Source text:
+ + + + +
Why HTML decimal and HTML hex? - html

I have tried to Google quite a while now for an answer why HTML entities can be compiled either in HTML decimal or HTML hex. So my questions are:
What is the difference between HTML decimal and HTML hex?
Why are there two systems to do the same thing?

Originally, HTML was nominally based on SGML, which has decimal character references only. Later, the hexadecimal alternative was added in HTML 4.01 (and soon implemented in browsers), then retrofitted into SGML in the Web Adaptations Annex.
The apparent main reason for adding the hexadecimal alternative was that all modern character code and encoding standards, such as Unicode, use hexadecimal notation for the code numbers of characters. The ability to refer to a character by its Unicode number, written in the conventional hexadecimal notation, just prefixed with &#x and suffixed with ;, helps to avoid errors that may arise if people convert from hexadecimal to decimal notation.

There are three radixes used in computer technologies:
Binary, radix 2, because ultimately integers are arrays of switches, each which may be on (1) or off (0).
Octal, radix 8, because each digit represents exactly 3 bits, so it's easy to convert to binary.
Decimal, radix 10, because humans have 10 fingers and because we grew up using this radix.
Hexadecimal, radix 16, because like octal it's easy to convert to bits, but even better because 2 hex digits can be expressed in exactly 1 byte. If, for example, you see an rgba value given in hex as 0x00ff00ff, you can see instantly that it represents opaque green.
So, to answer the question posed, for some of us hex is the natural way to express integers as it gives more insight into the storage. For others it's decimal. To each his or her own!
Finishing with an HTML example: could &65536; be a character of utf-16? In hex it's easy to see that the answer is no, because its the same as &x10000; which needs more than 16 bits.
+ + + + +
Records:
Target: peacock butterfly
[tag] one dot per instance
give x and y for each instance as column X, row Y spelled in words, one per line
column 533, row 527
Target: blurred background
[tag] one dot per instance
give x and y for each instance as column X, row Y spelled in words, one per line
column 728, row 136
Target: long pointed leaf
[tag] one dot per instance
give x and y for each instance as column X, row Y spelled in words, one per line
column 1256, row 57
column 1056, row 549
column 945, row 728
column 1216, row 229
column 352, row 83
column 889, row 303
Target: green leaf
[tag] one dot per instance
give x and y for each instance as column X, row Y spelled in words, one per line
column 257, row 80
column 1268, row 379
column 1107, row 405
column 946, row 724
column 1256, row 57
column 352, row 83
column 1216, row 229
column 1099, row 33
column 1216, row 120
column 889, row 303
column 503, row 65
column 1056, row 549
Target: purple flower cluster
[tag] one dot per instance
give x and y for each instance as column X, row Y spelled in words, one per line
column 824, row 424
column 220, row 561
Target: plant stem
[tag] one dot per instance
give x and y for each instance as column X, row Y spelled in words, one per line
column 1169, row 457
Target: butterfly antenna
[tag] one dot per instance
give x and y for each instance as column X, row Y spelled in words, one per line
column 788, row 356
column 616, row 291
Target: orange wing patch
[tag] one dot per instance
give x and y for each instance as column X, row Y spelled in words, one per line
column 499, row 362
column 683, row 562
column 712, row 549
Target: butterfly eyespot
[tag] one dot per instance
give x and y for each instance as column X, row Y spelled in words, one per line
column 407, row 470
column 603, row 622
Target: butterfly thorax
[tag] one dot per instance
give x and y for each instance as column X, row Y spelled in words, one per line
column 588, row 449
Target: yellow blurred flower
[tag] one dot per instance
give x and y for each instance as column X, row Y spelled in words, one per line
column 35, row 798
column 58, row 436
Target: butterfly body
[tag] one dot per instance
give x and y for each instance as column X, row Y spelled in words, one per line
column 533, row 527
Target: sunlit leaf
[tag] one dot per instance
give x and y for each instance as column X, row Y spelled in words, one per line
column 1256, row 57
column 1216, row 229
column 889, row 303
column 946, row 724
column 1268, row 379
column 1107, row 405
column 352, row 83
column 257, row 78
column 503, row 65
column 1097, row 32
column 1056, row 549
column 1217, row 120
+ + + + +
Directive:
Could you retype the HTML decimal versus hex thread from above in full, word for word?

Right answer:
Why HTML decimal and HTML hex? - html

I have tried to Google quite a while now for an answer why HTML entities can be compiled either in HTML decimal or HTML hex. So my questions are:
What is the difference between HTML decimal and HTML hex?
Why are there two systems to do the same thing?

Originally, HTML was nominally based on SGML, which has decimal character references only. Later, the hexadecimal alternative was added in HTML 4.01 (and soon implemented in browsers), then retrofitted into SGML in the Web Adaptations Annex.
The apparent main reason for adding the hexadecimal alternative was that all modern character code and encoding standards, such as Unicode, use hexadecimal notation for the code numbers of characters. The ability to refer to a character by its Unicode number, written in the conventional hexadecimal notation, just prefixed with &#x and suffixed with ;, helps to avoid errors that may arise if people convert from hexadecimal to decimal notation.

There are three radixes used in computer technologies:
Binary, radix 2, because ultimately integers are arrays of switches, each which may be on (1) or off (0).
Octal, radix 8, because each digit represents exactly 3 bits, so it's easy to convert to binary.
Decimal, radix 10, because humans have 10 fingers and because we grew up using this radix.
Hexadecimal, radix 16, because like octal it's easy to convert to bits, but even better because 2 hex digits can be expressed in exactly 1 byte. If, for example, you see an rgba value given in hex as 0x00ff00ff, you can see instantly that it represents opaque green.
So, to answer the question posed, for some of us hex is the natural way to express integers as it gives more insight into the storage. For others it's decimal. To each his or her own!
Finishing with an HTML example: could &65536; be a character of utf-16? In hex it's easy to see that the answer is no, because its the same as &x10000; which needs more than 16 bits.